---------- EXERCISE INPUT
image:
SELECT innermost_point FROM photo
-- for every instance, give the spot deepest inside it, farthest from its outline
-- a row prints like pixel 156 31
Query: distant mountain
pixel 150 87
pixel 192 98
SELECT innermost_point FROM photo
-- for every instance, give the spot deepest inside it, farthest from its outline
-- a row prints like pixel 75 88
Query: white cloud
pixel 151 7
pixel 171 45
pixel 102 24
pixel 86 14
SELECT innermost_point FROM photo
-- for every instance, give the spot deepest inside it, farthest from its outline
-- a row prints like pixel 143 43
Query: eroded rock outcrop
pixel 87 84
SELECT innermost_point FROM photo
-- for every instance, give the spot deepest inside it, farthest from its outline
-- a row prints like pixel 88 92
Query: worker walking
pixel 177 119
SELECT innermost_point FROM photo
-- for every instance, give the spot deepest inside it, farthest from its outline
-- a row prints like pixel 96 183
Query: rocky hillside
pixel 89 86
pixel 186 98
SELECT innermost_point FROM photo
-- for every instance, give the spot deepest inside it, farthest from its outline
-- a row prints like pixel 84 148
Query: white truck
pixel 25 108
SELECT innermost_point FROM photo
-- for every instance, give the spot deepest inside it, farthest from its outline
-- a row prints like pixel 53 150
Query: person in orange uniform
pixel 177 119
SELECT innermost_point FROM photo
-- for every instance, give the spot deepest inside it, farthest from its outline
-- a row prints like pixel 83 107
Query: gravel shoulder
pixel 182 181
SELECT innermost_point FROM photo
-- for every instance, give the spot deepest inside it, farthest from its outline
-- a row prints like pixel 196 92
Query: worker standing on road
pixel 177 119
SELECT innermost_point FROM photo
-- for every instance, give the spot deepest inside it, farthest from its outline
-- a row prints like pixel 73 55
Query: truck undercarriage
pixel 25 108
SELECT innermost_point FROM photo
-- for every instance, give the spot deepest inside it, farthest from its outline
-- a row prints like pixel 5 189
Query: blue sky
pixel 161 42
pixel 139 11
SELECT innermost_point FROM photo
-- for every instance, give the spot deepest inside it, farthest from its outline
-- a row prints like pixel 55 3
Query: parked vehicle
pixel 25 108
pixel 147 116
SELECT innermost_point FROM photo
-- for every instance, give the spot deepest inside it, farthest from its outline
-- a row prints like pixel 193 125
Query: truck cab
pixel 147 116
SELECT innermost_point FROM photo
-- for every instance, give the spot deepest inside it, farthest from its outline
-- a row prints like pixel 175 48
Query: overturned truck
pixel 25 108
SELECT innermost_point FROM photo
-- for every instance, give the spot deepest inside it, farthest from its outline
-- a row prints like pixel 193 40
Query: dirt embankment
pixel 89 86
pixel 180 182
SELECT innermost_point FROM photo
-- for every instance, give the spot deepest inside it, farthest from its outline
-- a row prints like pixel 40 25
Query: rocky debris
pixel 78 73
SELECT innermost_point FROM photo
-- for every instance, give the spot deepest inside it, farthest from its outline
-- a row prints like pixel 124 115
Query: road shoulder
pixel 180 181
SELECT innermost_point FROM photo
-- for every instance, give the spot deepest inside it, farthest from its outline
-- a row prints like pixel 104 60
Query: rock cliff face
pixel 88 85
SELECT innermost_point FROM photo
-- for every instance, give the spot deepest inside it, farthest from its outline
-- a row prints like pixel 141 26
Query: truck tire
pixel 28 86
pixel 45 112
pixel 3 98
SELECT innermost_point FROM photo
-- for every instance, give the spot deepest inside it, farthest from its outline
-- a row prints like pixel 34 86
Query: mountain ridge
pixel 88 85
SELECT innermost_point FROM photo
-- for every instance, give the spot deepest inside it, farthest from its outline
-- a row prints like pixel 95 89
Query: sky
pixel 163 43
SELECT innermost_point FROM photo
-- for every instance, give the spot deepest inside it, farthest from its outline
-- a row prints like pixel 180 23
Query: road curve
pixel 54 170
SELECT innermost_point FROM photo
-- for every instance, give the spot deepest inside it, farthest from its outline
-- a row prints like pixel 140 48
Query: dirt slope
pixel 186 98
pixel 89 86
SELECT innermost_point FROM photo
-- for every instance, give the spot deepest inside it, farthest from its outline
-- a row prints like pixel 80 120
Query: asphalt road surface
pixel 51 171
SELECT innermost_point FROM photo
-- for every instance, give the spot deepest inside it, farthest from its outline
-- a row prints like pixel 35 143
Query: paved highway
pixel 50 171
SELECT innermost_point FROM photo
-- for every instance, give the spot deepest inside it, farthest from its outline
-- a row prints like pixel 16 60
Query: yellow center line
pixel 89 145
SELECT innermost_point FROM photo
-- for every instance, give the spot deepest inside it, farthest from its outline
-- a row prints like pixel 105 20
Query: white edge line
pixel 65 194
--------------------
- _THE TASK_
From the first line to the last, retype the material exactly.

- _OUTPUT FOR THIS EXERCISE_
image:
SELECT innermost_point FROM photo
-- for every instance, give the spot deepest inside it, farthest from its outline
-- a row prints like pixel 156 31
Query: distant mountain
pixel 150 87
pixel 192 98
SELECT innermost_point FROM photo
-- for every instance, give the spot deepest inside it, farthest from its outline
-- a row prints like pixel 75 88
Query: white cloud
pixel 151 7
pixel 171 45
pixel 102 24
pixel 86 14
SELECT innermost_point FROM photo
-- for every instance, give the spot deepest inside it, farthest from its outline
-- a row prints like pixel 143 43
Query: eroded rock outcrop
pixel 87 84
SELECT innermost_point FROM photo
-- for every instance, give the spot deepest inside it, farthest from its outline
-- a row prints like pixel 88 92
Query: worker walking
pixel 177 119
SELECT innermost_point FROM photo
-- for every instance, give the spot deepest inside it, farthest from its outline
-- a row prints like pixel 96 183
Query: rocky hillside
pixel 89 86
pixel 186 98
SELECT innermost_point FROM photo
-- for every instance, give the spot deepest inside it, farthest from its outline
-- a row prints like pixel 84 148
Query: white truck
pixel 25 108
SELECT innermost_point FROM photo
-- for every instance, give the spot deepest inside it, farthest from its outline
-- a row prints like pixel 53 150
Query: person in orange uniform
pixel 177 119
SELECT innermost_point FROM photo
-- for every instance, give the spot deepest inside it, farthest from its outline
-- a row prints like pixel 83 107
Query: gravel shoulder
pixel 182 181
SELECT innermost_point FROM photo
-- for every instance, give the spot deepest inside it, farthest from its outline
-- a row prints like pixel 196 92
Query: worker standing on road
pixel 177 119
SELECT innermost_point FROM photo
-- for every instance, give the spot deepest inside it, farthest from its outline
-- a row prints like pixel 73 55
Query: truck undercarriage
pixel 25 108
SELECT innermost_point FROM photo
-- for every instance, give the spot deepest inside it, farthest from its outline
-- a row prints like pixel 5 189
Query: blue sky
pixel 161 42
pixel 139 11
SELECT innermost_point FROM photo
-- for every instance, give the spot deepest inside it, farthest from its outline
-- a row prints like pixel 55 3
Query: parked vehicle
pixel 25 108
pixel 147 116
SELECT innermost_point FROM photo
-- for every instance, give the spot deepest inside it, farthest from its outline
-- a row prints like pixel 193 125
Query: truck cab
pixel 147 116
SELECT innermost_point FROM photo
-- for every instance, give the spot deepest inside it, farthest from its outline
-- a row prints like pixel 175 48
Query: overturned truck
pixel 25 108
SELECT innermost_point FROM photo
-- for every instance, give the spot deepest inside it, farthest from its outline
-- a row prints like pixel 193 40
Query: dirt embankment
pixel 89 86
pixel 180 182
SELECT innermost_point FROM photo
-- for every instance, give the spot deepest inside it, farthest from its outline
-- a row prints like pixel 40 25
Query: rocky debris
pixel 78 73
SELECT innermost_point FROM photo
-- for every instance, give the spot deepest inside it, farthest from its outline
-- a row prints like pixel 124 115
Query: road shoulder
pixel 180 181
SELECT innermost_point FROM photo
-- for every instance, give the spot deepest inside it, farthest from its outline
-- a row prints like pixel 104 60
Query: rock cliff face
pixel 88 85
SELECT innermost_point FROM photo
-- for every instance, give the spot deepest inside it, farthest from its outline
-- a row prints like pixel 141 26
Query: truck tire
pixel 28 86
pixel 45 112
pixel 3 98
SELECT innermost_point FROM photo
-- for every instance, give the spot deepest inside it, farthest from its outline
-- a row prints like pixel 34 86
Query: mountain ridge
pixel 88 85
SELECT innermost_point FROM photo
-- for every instance, give the spot deepest inside it, farthest from its outline
-- a row prints like pixel 95 89
Query: sky
pixel 163 43
SELECT innermost_point FROM photo
-- for every instance, give the spot deepest inside it, farthest from its outline
-- a row prints like pixel 180 23
Query: road curve
pixel 54 170
SELECT innermost_point FROM photo
-- for every instance, give the spot deepest inside it, farthest from its outline
-- a row prints like pixel 140 48
Query: dirt slope
pixel 186 98
pixel 89 86
SELECT innermost_point FROM photo
-- for every instance, give the spot deepest inside it, farthest from its outline
-- a row prints like pixel 80 120
Query: asphalt road surface
pixel 51 171
SELECT innermost_point FROM photo
-- for every instance, give the spot deepest inside it, farthest from its outline
-- a row prints like pixel 35 143
Query: paved highway
pixel 50 171
SELECT innermost_point FROM photo
-- for every instance, give the spot deepest inside it, farthest from its outline
-- a row prints like pixel 16 60
Query: yellow center line
pixel 89 145
SELECT innermost_point FROM photo
-- for every instance, give the spot deepest inside it, farthest from its outline
-- a row prints like pixel 105 20
Query: white edge line
pixel 65 194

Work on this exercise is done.